--- begin ---

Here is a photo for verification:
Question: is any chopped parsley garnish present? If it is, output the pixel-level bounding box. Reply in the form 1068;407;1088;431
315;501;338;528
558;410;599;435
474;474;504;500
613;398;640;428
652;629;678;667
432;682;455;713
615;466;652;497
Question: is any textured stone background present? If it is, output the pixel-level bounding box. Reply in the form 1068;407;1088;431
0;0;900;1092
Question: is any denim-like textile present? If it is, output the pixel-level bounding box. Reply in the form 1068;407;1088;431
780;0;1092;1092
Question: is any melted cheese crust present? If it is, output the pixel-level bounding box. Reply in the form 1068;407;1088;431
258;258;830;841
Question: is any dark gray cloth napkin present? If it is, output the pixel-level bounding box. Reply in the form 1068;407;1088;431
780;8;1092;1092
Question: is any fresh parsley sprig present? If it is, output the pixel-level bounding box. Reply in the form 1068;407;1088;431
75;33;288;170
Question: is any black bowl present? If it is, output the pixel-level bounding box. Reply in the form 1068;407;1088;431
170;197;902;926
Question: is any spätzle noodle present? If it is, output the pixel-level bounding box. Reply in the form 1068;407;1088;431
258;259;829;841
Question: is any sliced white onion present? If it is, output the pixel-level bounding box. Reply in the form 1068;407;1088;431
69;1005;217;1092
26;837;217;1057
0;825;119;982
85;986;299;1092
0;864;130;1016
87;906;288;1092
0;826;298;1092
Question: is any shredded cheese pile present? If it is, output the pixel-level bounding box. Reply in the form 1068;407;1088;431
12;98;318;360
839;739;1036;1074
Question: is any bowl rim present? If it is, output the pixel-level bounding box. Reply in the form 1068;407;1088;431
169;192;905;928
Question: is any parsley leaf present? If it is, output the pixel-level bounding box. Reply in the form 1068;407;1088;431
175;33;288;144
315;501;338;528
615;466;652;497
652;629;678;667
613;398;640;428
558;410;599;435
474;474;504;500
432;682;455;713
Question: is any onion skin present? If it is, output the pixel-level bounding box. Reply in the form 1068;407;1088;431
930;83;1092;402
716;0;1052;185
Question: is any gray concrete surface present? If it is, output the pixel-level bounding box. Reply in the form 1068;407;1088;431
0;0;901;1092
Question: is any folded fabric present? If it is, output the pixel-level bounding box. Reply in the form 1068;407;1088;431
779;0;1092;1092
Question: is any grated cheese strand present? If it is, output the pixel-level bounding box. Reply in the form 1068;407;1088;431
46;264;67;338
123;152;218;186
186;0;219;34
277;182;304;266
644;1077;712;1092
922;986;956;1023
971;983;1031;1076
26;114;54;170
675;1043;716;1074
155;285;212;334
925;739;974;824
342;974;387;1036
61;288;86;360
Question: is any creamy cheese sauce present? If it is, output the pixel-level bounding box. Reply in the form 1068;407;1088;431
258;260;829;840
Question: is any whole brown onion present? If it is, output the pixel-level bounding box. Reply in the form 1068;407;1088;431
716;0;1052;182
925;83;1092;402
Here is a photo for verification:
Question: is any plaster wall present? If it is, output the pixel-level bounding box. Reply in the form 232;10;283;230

--- end ---

WHAT THE TASK ASKS:
Reproduce all of the data above line for line, with no changes.

TASK RESULT:
Here is a photo for verification:
Question: is any chopped parsley garnish present? If it is, output the pixel-level bounding box. Reply in the form 1068;407;1088;431
315;501;338;528
558;410;599;435
474;474;504;500
613;398;640;428
652;629;678;667
432;682;455;713
615;466;652;497
Question: is any textured stone background present? If it is, output the pixel-level bounding box. Reply in the form 1068;407;1088;431
0;0;900;1092
Question: is any denim-like textile present? If it is, output the pixel-level bounding box. Reply in the form 1068;407;1088;431
780;0;1092;1092
Question: is any melted cheese crust present? If it is, output the pixel-level bounding box. Reply in the form 1068;407;1088;431
258;258;830;841
Question: is any dark gray cloth napkin present? If it is, output the pixel-level bounding box. Reply in the form 1068;407;1088;431
780;8;1092;1092
Question: is any fresh parsley sprig present? If it is, output the pixel-level bounding box. Reply in the form 1068;407;1088;431
75;33;288;170
Question: is any black bowl present? If it is, output the pixel-level bounding box. Reply in the form 1068;407;1088;431
170;197;902;926
Question: is any spätzle noodle present? If it is, output the pixel-level bounding box. Reply in the form 1068;407;1088;431
258;259;829;841
Question: is any sliced white onion present? If it is, output the pixel-level bounding box. Reply in the form 1068;407;1088;431
69;1005;217;1092
26;837;217;1057
0;825;119;982
85;986;299;1092
0;864;130;1016
87;906;288;1092
0;826;298;1092
Question: is any shredded cheese pile present? If it is, output the pixel-level bounding box. Reply in the form 1068;407;1088;431
12;98;318;360
839;739;1036;1074
Question: is any bowl rim present? If it is, output the pixel-level bounding box. Reply in the form 1068;407;1088;431
169;192;905;928
Question: is any parsley leaf present? If it is, output the pixel-level bounding box. Reply in the form 1068;407;1088;431
175;33;288;144
315;501;338;528
615;466;652;497
652;629;678;667
613;398;640;428
558;410;599;435
474;474;504;500
432;682;455;713
Question: is any onion skin present? If it is, output the pixel-level bounding box. Reply in the form 1068;407;1088;431
930;83;1092;402
716;0;1052;185
Question: is any gray concrete surface present? If it is, output the pixel-level bounding box. Reply in the form 1068;407;1088;431
0;0;901;1092
Question: is any folded fabric present? If it is, output the pixel-level bounding box. Reply in the form 1068;407;1088;431
779;0;1092;1092
Question: is any grated cheese strand present? If it is, output the pixel-level bounding box. Reply in the form 1068;407;1088;431
46;264;67;338
123;152;218;186
186;0;219;34
277;182;304;266
644;1077;712;1092
922;986;956;1023
971;983;1031;1076
26;114;54;170
675;1043;716;1074
155;285;212;334
925;739;974;824
342;974;387;1036
61;288;86;360
Question: is any creamy cheese sauce present? If it is, output the pixel-level bounding box. Reply in the form 1068;407;1088;431
258;260;829;840
Question: is any whole brown onion present? If it is, output the pixel-level bounding box. Reply in the form 1068;407;1088;431
716;0;1052;182
925;83;1092;402
Here is a photo for verification:
Question: is any plaster wall present? If it is, output the pixel-level bounding box. Reply in the form 232;10;283;230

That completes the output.